■ **Reading passage**

________________________

Approaching the day I felt a range of emotions. You could say a tranquil excitement. There was no fear. I maintained an inner confidence and believed however the day went – I’d ‘made it’ regardless. I had more than enough time to comprehend well in advance what I was going to do. There was no need to reflect negatively because today, finally, I could take a prolonged period of hardship and use it positively to try and help others.
I delivered a speech on my experiences of living with mental illness
Back in early 2014, talking changed my life for the better. After a heartfelt recollection of events from a gentleman documenting his depression and how he overcame it, it was my turn next to speak. There were three of us speaking individually. I felt like the culmination of years lead up to this Wednesday afternoon.
I’m Rikki, I’m 23 and I live Portsmouth, where I have worked for the University of Portsmouth’s Sport & Recreation department for the past five years. Like 25% of us, my life has been affected by mental illness in recent years. On that day in February, I took up a fantastic opportunity given to me. As part of a University-wide event held for its students and staff, as well as having Time To Change Champions and University doctors in attendance, I delivered a speech on my experiences of living with mental illness. As a result of talking, I was left with an initial indescribable feeling. To me, this event signified I could move on and attempt a good thing at the same time.
I wanted to make the most of an opportunity to provide hope that recovery is possible
In early February I received an all-staff email at work. A lady working with student well being was promoting an upcoming University-wide Mental Health & Well being day, appealing for contributions in the way of creative writing, artwork and volunteers for the day. I re-read the email a few times and thought okay – this is it. Thoughts sent ideas racing around my head. I barely slept that night actually. I’ve always wanted to try and reduce the stigma attached with mental illness but have never had the platform before. I got in touch and after attending meetings with different University staff, alongside the support to speak from my department, it was all set. The day was here: I’d share my experiences holding nothing back. I could be a part of something positive that could encourage others to discuss mental health more openly, an opportunity to provide hope that recovery is possible. For that reason I never wanted to back out.
There's no real triumph without hardship
Rewinding a few years to my early adolescence, you’d have met an entirely different person. Until I was around 20, anxiety consumed my life for what seemed like forever. I never thought it’d go away. At its worst, I took nine months off work and barely left the house. I became a recluse. If I tried to go out and socialise or do anything - even food shopping, I’d be hit with intense symptoms. The profuse sweating was overwhelming and I’d feel faint. Any day I wasn’t physically sick was a good one. Even with a positive mindset, this broke me down. It was demoralising and at times I had little to no hope. Avoidance didn’t help the anxiety and it got worse and worse.
When I was 19, I tried to take my own life. Reaching an uncomfortably familiar low again at age 21, I spent three weeks on a psychiatric unit after voluntarily being admitted to hospital. I believe there’s no real triumph without hardship. I’m writing this blog having made a full recovery and I’m happier than ever.
People are more understanding than you may initially think
Standing front and centre in the room, absorbing the anticipation and tension from the audience, I began to talk. Having received encouragement from colleagues who helped me to practise, there was little anxiety. My goal was to tell my story of struggle and eventual triumph in an honest, open way, focusing on the raw events of what got me from A to C, without leaving out ‘B’, all in 8-10 minutes. As the minutes went on, an element of peace filled the room. I left nothing out. Time went quickly and despite a bit of a dry mouth, it couldn’t have gone better. A weight had been lifted off of my shoulders. It was a feeling of reinstated freedom being found again after being overwhelmed by mental illness, met with a desire to move on. People are more understanding than you may initially think. An overwhelmingly positive reception closed a 10 minute summary of a life I’ve finally left behind.

________________________

■ **Data provided**
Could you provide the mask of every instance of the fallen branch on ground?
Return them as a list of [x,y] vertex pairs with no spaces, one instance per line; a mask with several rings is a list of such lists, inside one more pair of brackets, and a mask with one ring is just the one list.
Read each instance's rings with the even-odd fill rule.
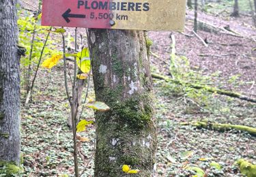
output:
[[157,54],[155,54],[155,53],[154,53],[151,51],[150,51],[150,54],[151,54],[152,56],[156,57],[156,59],[160,59],[160,57]]
[[[189,31],[189,29],[186,27],[186,29],[188,30]],[[198,38],[199,39],[199,40],[203,43],[203,44],[205,46],[205,47],[208,47],[208,44],[207,44],[205,43],[205,42],[203,39],[202,37],[201,37],[196,32],[194,31],[194,30],[192,30],[192,32],[194,33],[194,35]]]
[[212,123],[208,122],[190,122],[182,123],[182,125],[192,125],[198,128],[204,128],[212,130],[217,130],[220,131],[225,131],[230,129],[236,129],[241,131],[244,131],[250,133],[252,135],[256,136],[256,129],[248,126],[240,125],[231,125],[231,124],[222,124],[222,123]]
[[219,89],[219,88],[217,88],[210,87],[210,86],[203,86],[203,85],[199,85],[199,84],[191,84],[191,83],[183,82],[183,81],[179,80],[171,79],[171,78],[170,78],[167,76],[162,76],[162,75],[157,74],[152,74],[152,78],[156,78],[156,79],[164,80],[167,82],[173,82],[173,83],[176,84],[184,85],[184,86],[188,86],[188,87],[195,88],[195,89],[204,89],[204,90],[205,90],[208,92],[210,92],[210,93],[218,93],[219,95],[223,95],[229,96],[229,97],[231,97],[238,98],[238,99],[242,99],[242,100],[244,100],[244,101],[250,101],[250,102],[253,102],[253,103],[256,103],[256,99],[251,98],[251,97],[247,97],[246,95],[242,95],[239,93],[221,90],[221,89]]
[[236,56],[236,54],[199,54],[198,56],[199,57],[218,57],[218,58],[222,58],[223,57],[225,56],[230,56],[233,55]]
[[256,165],[240,159],[236,161],[240,169],[241,173],[248,177],[256,176]]

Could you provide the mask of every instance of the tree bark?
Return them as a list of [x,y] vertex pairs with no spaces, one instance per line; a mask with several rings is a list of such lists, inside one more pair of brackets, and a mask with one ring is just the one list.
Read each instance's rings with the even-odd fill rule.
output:
[[239,16],[238,0],[235,0],[235,4],[233,5],[233,11],[231,16],[234,17]]
[[151,176],[156,134],[150,61],[143,31],[89,29],[96,100],[95,176],[128,176],[123,165]]
[[[20,158],[20,59],[16,5],[16,0],[0,1],[0,167],[8,168],[18,166]],[[7,171],[11,173],[14,170],[17,168]]]
[[188,0],[186,1],[186,5],[188,6],[188,8],[192,9],[192,0]]
[[194,31],[197,32],[197,0],[195,0]]
[[[85,79],[77,79],[76,82],[76,87],[74,89],[75,93],[74,93],[74,99],[75,100],[74,102],[74,108],[75,110],[77,110],[76,112],[76,118],[80,116],[80,112],[79,112],[79,107],[81,105],[81,97],[82,97],[82,93],[83,93],[83,88],[85,87],[85,84],[87,83],[87,80]],[[72,111],[70,110],[70,115],[68,118],[68,126],[70,127],[71,129],[72,127]]]

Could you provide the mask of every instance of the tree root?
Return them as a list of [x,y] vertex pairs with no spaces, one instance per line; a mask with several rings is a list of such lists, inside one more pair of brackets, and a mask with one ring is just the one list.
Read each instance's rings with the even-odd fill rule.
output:
[[162,76],[162,75],[157,74],[152,74],[152,77],[153,78],[156,78],[156,79],[164,80],[167,82],[173,82],[173,83],[176,84],[183,85],[183,86],[193,88],[195,88],[195,89],[204,89],[204,90],[205,90],[208,92],[210,92],[210,93],[218,93],[219,95],[223,95],[229,96],[229,97],[231,97],[238,98],[238,99],[242,99],[242,100],[244,100],[244,101],[250,101],[250,102],[253,102],[253,103],[256,103],[256,99],[249,97],[247,97],[246,95],[242,95],[239,93],[218,89],[217,88],[210,87],[210,86],[203,86],[203,85],[199,85],[199,84],[191,84],[191,83],[189,83],[189,82],[183,82],[182,80],[171,79],[171,78],[170,78],[167,76]]
[[212,130],[216,130],[219,131],[225,131],[230,129],[236,129],[244,132],[247,132],[253,136],[256,136],[256,129],[244,125],[231,125],[231,124],[221,124],[221,123],[212,123],[208,122],[190,122],[190,123],[182,123],[182,125],[192,125],[198,128],[204,128]]

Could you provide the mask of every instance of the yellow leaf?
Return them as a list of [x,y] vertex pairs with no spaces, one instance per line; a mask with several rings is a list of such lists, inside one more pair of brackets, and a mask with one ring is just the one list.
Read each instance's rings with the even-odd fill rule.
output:
[[46,29],[48,32],[55,33],[64,33],[66,30],[63,28],[55,29],[55,31],[51,31]]
[[137,174],[138,172],[139,172],[139,170],[130,170],[127,173],[128,174]]
[[100,101],[91,101],[87,103],[85,106],[98,111],[107,111],[110,109],[106,104]]
[[76,78],[81,80],[86,79],[88,78],[88,74],[85,73],[79,74],[76,75]]
[[81,120],[76,126],[76,132],[84,131],[85,130],[85,126],[89,124],[92,124],[94,121],[87,121],[86,120]]
[[52,68],[57,65],[58,61],[62,58],[62,54],[54,54],[52,57],[46,59],[42,63],[42,66],[46,68]]
[[81,141],[81,142],[89,142],[89,138],[87,138],[86,137],[83,137],[83,136],[80,135],[78,133],[76,133],[76,139],[78,140]]
[[80,70],[82,72],[87,74],[89,72],[91,69],[91,61],[89,58],[84,59],[76,59],[77,65],[80,68]]
[[123,171],[124,171],[124,172],[126,172],[126,173],[127,173],[127,172],[129,172],[129,170],[130,170],[130,167],[129,167],[129,166],[127,165],[124,165],[122,169],[123,169]]
[[90,140],[89,140],[88,138],[81,137],[80,141],[82,142],[89,142]]
[[76,56],[80,59],[83,59],[84,58],[89,58],[89,51],[88,48],[83,48],[82,51],[80,52],[78,52]]
[[91,68],[91,61],[88,48],[85,48],[76,54],[76,63],[83,73],[89,73]]

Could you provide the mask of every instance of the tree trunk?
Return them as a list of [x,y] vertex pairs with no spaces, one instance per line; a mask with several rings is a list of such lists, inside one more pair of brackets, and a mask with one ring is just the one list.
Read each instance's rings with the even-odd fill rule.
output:
[[197,32],[197,0],[195,0],[194,31]]
[[232,16],[239,16],[239,7],[238,7],[238,0],[235,0],[235,4],[233,5],[233,11],[231,14]]
[[[16,1],[0,1],[0,174],[20,165],[20,73]],[[7,169],[1,170],[5,166]],[[2,168],[3,169],[3,168]]]
[[188,8],[192,9],[192,0],[188,0],[186,1],[186,5],[188,6]]
[[203,12],[205,11],[205,0],[201,0],[201,11]]
[[96,100],[95,176],[128,176],[123,165],[150,176],[156,149],[154,98],[143,31],[89,29]]
[[[75,87],[75,89],[74,89],[75,98],[74,98],[74,100],[75,100],[74,108],[77,110],[76,117],[80,116],[80,114],[79,114],[80,112],[79,112],[79,107],[80,107],[81,102],[81,97],[82,97],[83,90],[83,88],[85,87],[85,85],[86,82],[87,82],[87,80],[85,80],[85,79],[83,79],[83,80],[82,79],[77,79],[76,82],[76,87]],[[70,129],[72,127],[72,111],[71,110],[70,110],[68,118],[68,127],[70,127]]]

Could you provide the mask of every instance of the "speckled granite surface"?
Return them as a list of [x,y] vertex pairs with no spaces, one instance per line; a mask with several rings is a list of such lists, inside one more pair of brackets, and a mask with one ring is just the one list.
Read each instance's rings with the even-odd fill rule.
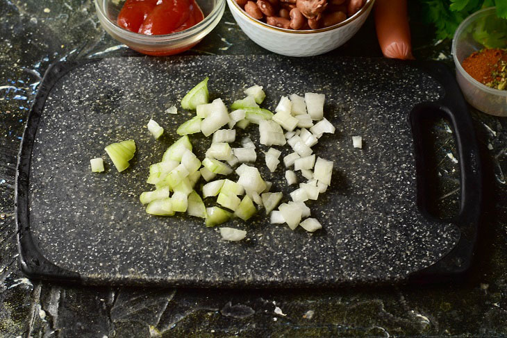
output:
[[[410,1],[414,54],[452,67],[450,42],[433,40]],[[44,10],[47,8],[48,10]],[[370,18],[371,19],[371,18]],[[507,121],[472,110],[485,160],[486,209],[475,264],[463,283],[334,290],[72,287],[29,280],[19,270],[13,217],[19,139],[49,65],[130,55],[100,28],[90,0],[0,0],[0,336],[505,337],[507,335]],[[226,12],[189,53],[267,54]],[[373,22],[330,53],[379,56]],[[375,79],[372,78],[372,81]],[[432,130],[444,213],[459,201],[456,153],[444,124]]]
[[[439,260],[456,244],[451,224],[432,223],[415,205],[413,146],[408,115],[442,88],[414,67],[375,59],[301,59],[275,56],[199,56],[103,59],[74,68],[49,95],[40,121],[30,178],[30,226],[43,255],[78,272],[89,282],[169,282],[181,285],[336,285],[404,280]],[[248,65],[248,66],[247,66]],[[332,71],[326,72],[326,69]],[[376,72],[379,80],[370,81]],[[276,74],[273,76],[273,74]],[[254,83],[264,86],[262,106],[274,110],[282,95],[325,93],[326,117],[338,128],[314,147],[335,163],[333,183],[317,201],[308,202],[324,230],[310,235],[271,225],[261,210],[246,223],[241,243],[222,241],[217,229],[178,214],[147,215],[138,196],[150,164],[177,140],[176,127],[191,113],[167,114],[206,76],[213,98],[227,104]],[[149,83],[149,90],[140,85]],[[409,85],[409,84],[417,84]],[[167,132],[154,140],[144,125],[153,118]],[[361,135],[365,147],[352,147]],[[269,173],[249,126],[232,146],[250,135],[258,145],[256,166],[283,191],[284,167]],[[133,139],[137,155],[122,174],[91,173],[89,159],[105,158],[103,147]],[[203,158],[210,138],[190,136]],[[282,156],[292,152],[290,146]],[[236,180],[236,175],[231,176]],[[299,181],[304,182],[302,176]],[[208,206],[214,198],[206,200]],[[301,229],[300,229],[301,230]]]

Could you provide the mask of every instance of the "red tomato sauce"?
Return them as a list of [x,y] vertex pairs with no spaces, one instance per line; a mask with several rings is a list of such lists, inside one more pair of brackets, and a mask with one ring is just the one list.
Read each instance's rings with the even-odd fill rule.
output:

________________________

■ **What you have to do**
Set down, word for word, the part of the blog post on speaking about mental illness that runs from "I’m Rikki, I’m" up to and including "the same time.".

■ **Output for this exercise**
I’m Rikki, I’m 23 and I live Portsmouth, where I have worked for the University of Portsmouth’s Sport & Recreation department for the past five years. Like 25% of us, my life has been affected by mental illness in recent years. On that day in February, I took up a fantastic opportunity given to me. As part of a University-wide event held for its students and staff, as well as having Time To Change Champions and University doctors in attendance, I delivered a speech on my experiences of living with mental illness. As a result of talking, I was left with an initial indescribable feeling. To me, this event signified I could move on and attempt a good thing at the same time.